» **PROMPT**: Output every record below exactly as it appears.

Items from a dataset
- Opening Delimiter -

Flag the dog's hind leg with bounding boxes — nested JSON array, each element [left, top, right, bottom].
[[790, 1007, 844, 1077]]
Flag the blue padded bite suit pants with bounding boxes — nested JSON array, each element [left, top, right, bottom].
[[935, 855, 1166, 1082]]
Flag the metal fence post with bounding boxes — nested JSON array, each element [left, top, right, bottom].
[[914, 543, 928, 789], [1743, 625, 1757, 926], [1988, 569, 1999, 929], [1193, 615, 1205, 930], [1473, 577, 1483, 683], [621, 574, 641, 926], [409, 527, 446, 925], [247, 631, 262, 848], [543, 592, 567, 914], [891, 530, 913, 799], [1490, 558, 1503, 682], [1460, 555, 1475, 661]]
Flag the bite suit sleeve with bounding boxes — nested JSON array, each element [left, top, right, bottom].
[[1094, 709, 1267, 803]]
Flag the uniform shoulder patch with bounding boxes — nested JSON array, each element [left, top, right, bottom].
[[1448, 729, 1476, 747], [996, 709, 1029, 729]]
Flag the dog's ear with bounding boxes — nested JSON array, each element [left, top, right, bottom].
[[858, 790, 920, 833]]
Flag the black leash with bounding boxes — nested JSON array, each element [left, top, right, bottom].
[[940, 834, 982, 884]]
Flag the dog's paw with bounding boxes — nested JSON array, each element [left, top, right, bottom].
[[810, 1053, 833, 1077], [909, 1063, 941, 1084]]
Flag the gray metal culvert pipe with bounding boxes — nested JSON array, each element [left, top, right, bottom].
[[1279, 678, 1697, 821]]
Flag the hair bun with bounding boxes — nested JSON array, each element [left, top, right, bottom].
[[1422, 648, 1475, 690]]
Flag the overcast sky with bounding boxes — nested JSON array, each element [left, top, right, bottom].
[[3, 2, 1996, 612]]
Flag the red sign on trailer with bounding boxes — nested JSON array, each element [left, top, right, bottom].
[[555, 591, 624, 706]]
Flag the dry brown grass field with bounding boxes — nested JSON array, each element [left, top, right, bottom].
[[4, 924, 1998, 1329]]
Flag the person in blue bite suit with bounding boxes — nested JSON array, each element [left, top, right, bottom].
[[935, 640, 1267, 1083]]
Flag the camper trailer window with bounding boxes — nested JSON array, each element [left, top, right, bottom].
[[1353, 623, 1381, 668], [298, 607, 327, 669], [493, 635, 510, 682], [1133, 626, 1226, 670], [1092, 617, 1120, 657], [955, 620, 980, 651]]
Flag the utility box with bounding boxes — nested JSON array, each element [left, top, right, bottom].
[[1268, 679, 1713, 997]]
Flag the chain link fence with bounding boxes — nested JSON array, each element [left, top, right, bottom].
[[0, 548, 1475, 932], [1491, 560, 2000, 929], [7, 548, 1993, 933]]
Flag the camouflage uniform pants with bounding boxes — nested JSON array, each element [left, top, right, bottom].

- Closing Delimiter -

» **SOLVED EXERCISE**:
Flag the dog's hind leg with bounding boxes — nested JSON array, each element [left, top, right, bottom].
[[790, 1007, 844, 1077]]
Flag the blue padded bite suit pants with bounding boxes — nested JSON array, each element [left, top, right, bottom].
[[935, 855, 1166, 1082]]
Flag the metal fence post with bounding boxes — nested JSON array, each element [left, top, right, bottom].
[[914, 543, 928, 789], [1743, 625, 1757, 926], [1988, 569, 1999, 929], [1193, 615, 1205, 930], [1473, 577, 1483, 683], [621, 574, 641, 926], [409, 527, 446, 925], [247, 631, 262, 848], [543, 592, 567, 914], [891, 530, 913, 799], [1490, 558, 1503, 682], [1460, 555, 1475, 661]]
Flag the bite suit sleeve with bounding boxes — nested JSON array, each element [left, top, right, bottom].
[[1094, 709, 1267, 803]]
Flag the uniform shoulder patch with bounding boxes — nested JSON array, each element [left, top, right, bottom].
[[1448, 729, 1476, 747], [996, 709, 1029, 729]]
Flag the dog's ear with bounding boxes — nested JSON array, each element [left, top, right, bottom].
[[858, 790, 920, 833]]
Flag the black leash with bounding boxes — nested JSON array, each element [left, top, right, bottom].
[[940, 834, 982, 884]]
Flag the dog's paw with bounding boxes — nested JSON array, each element [left, top, right, bottom].
[[810, 1053, 833, 1077], [909, 1063, 941, 1084]]
Flag the gray metal culvert pipe with bounding boxes — nested JSON array, each element [left, top, right, bottom].
[[1279, 678, 1697, 821]]
Flag the hair bun with bounding boxes — nested JSON array, each element [left, top, right, bottom].
[[1422, 648, 1475, 690]]
Flag the overcast sky with bounding boxes — nested JSON array, each element [left, top, right, bottom].
[[3, 2, 1996, 612]]
Flag the red sign on trailer with bounding boxes — nested JSON array, each element [left, top, right, bottom].
[[555, 591, 624, 706]]
Flag the dry brown grass field with bounding boxes — nested JSON array, each element [left, top, right, bottom].
[[4, 924, 1998, 1329]]
Flag the person in blue bite suit with bounding boxes — nested JSON array, each element [left, top, right, bottom].
[[935, 640, 1267, 1083]]
Flag the camper trailer window with bounding boxes — nested JSON array, each element [left, top, right, bottom].
[[1353, 623, 1381, 668], [298, 607, 327, 669], [493, 635, 510, 682], [1133, 626, 1226, 670], [1092, 617, 1120, 657], [955, 620, 980, 651]]
Flag the utility box with bounding boxes — nested JSON array, each element [left, top, right, bottom].
[[1268, 679, 1713, 997]]
Flag the chain link fence with bounding boxes — nested JSON array, each element [left, top, right, bottom].
[[0, 548, 1475, 932], [1491, 560, 2000, 929], [7, 548, 1993, 933]]
Flag the camouflage uniform pants with bounding boxes — nested JSON array, each element [left, top, right, bottom].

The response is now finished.